More bugs, beetles, and spiders fill the air and creep in the grassland in the strong afternoon sun–around The Cienega, blue or green or deep copper dragonflies and one small one that’s pale bronze and very shiny, and blue damselflies … a gigantic katydid … a pale brown, very small jumping spider.  No matter the November date some of these are ones I haven’t seen heretofore, and that I suspect are just now starting their flickering candle quickly extinguished life on the planet.  Among the new ones in the bermudagrass are a few brilliantly colored, small beetles in shape like a blister beetle, green, with three pairs of black polka dots showing down the length of the “back” when the insects are at rest.  Afraid they are indeed blister beetles, I dare not harry them; I name them “Polka Dot Beetles”.

I am distracted by a Vermillion Flycatcher still hanging on in the valley, and almost step square onto the back of a Striped Skunk who–I am so thankful!–merely ambles off grumbling about its klutzy human neighbor.  I’ve lost count of the number of similar encounters I’ve had with skunks in the pastures on both sides of The River over the years, all of them without having come to an unhappy end.  Luck? or do skunks have a mostly undeserved bad rap, at least if they’re not rabid?

October 30, 2013

The clouds, round, leaden gray, are in piles across the sky, or scattered touching the crowns of the Rincon. They are clouds of Winter, and if I were up on those granite-spired heights, I’d no doubt be thinking, “Snow!” I can hardly grasp that this is only the day after yesterday; the temperature isn’t going to rise out of the 60s. The great fluctuations between days like Autumn and days like Summer have the insects coming and going in response, though one day soon they’ll go “for good” (that is, for however long our entertainingly short Vernal-winter lasts!) Only one or two dragonflies patrol The Stockpond, and one blue damselfly and one red dragonfly over The Cienega in the freezing morning. In #1 Pasture there are no grasshoppers on the bermudagrass, which remains green, but I listen to an under-concert of crickets; in the flats of dried Saltweed, a couple of dull-colored grasshoppers, and one bright Red-winged.

### INSTRUCTIONS
1. Answer these questions from the nature journal:
(a) What name does the writer give the small green beetles in the bermudagrass?
(b) What animal does the writer almost step onto?
(c) Where do one blue damselfly and one red dragonfly fly in the freezing morning?
2. In the nature journal, replace "Vermillion Flycatcher" with "Black Phoebe" in the passage that begins at "I am distracted" and stops after "they’re not rabid?".
3. Write the next part of the nature journal, picking up after its final sentence.
The listing was drawn from a separate source unrelated to the nature journal.

(Entries from a dataset)
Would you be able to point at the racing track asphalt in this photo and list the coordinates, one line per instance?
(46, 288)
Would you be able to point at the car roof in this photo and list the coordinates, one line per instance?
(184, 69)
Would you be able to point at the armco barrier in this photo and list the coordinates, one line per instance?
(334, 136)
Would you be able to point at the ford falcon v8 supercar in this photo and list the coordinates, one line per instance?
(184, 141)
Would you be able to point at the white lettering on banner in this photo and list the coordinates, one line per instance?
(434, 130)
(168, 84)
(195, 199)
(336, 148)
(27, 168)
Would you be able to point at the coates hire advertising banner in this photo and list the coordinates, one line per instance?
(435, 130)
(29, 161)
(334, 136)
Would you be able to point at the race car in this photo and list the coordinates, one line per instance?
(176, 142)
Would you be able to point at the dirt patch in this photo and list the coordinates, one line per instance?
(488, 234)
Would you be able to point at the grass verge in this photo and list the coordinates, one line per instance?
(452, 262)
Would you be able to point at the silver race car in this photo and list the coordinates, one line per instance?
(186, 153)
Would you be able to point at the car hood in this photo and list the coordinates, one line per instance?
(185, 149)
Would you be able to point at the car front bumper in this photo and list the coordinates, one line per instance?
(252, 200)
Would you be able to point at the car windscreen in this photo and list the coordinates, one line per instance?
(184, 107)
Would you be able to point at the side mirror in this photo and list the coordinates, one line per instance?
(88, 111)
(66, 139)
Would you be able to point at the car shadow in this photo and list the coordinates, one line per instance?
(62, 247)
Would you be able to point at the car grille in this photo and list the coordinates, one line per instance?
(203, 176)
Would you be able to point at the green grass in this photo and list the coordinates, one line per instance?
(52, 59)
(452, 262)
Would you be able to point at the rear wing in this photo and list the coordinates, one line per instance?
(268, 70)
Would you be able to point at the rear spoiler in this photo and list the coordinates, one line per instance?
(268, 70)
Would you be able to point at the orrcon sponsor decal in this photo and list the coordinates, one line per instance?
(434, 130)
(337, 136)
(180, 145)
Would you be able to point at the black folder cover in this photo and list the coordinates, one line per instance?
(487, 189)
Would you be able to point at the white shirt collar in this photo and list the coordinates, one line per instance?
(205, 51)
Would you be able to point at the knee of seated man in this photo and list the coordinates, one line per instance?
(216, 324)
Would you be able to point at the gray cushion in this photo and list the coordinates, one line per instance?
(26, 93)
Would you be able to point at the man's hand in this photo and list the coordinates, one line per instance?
==
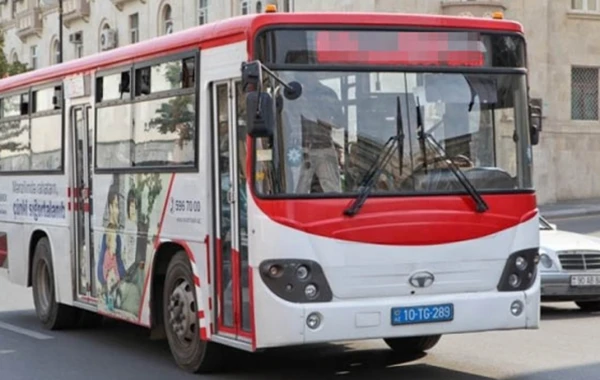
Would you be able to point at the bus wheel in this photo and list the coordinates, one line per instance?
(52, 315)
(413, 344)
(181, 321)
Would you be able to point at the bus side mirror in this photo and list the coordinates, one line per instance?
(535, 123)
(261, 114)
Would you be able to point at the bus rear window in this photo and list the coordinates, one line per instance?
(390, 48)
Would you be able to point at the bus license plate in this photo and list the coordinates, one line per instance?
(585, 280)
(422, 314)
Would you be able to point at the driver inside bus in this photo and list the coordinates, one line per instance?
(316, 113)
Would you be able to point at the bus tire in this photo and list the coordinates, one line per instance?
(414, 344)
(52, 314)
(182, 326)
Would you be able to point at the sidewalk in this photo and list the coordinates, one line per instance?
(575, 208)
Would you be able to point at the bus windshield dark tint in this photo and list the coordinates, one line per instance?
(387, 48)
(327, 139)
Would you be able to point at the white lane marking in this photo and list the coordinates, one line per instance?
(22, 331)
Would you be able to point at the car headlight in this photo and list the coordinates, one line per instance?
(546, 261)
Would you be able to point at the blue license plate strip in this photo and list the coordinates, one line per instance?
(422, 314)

### RESULTS OF THE EXERCISE
1.
(a) "Polka Dot Beetles"
(b) A Striped Skunk
(c) Over The Cienega

2.
I am distracted by a Black Phoebe still hanging on in the valley, and almost step square onto the back of a Striped Skunk who–I am so thankful!–merely ambles off grumbling about its klutzy human neighbor.  I’ve lost count of the number of similar encounters I’ve had with skunks in the pastures on both sides of The River over the years, all of them without having come to an unhappy end.  Luck? or do skunks have a mostly undeserved bad rap, at least if they’re not rabid?

3.
How can we be so far along towards Winter, if the “ephemeral” dirt tank in #2 Pasture still has water in it? A Tarantula Hawk is there drinking, and one brown-and-bluish dragonfly, and a Painted Lady butterfly. In that pasture stretching out from the tank more grasshoppers are active, including scattered Red-winged before noon, and as the day warms (well, as much as it’s going to) many more of them come out under the sun until their clicking can be heard across all the wide grass. Boy are they back.

October 25, 2013

Individual leaves on Old Man Hackberry by The Stockpond are turning yellow, dropping slowly one by one from the mostly green canopies to the ground. The cows are wild for them, crunch them up like bright little potato chips. A Buckeye Butterfly soars over the leaf litter, camouflaged by its wonderfully complex and colorful wing patterns of eyes, spots and bars.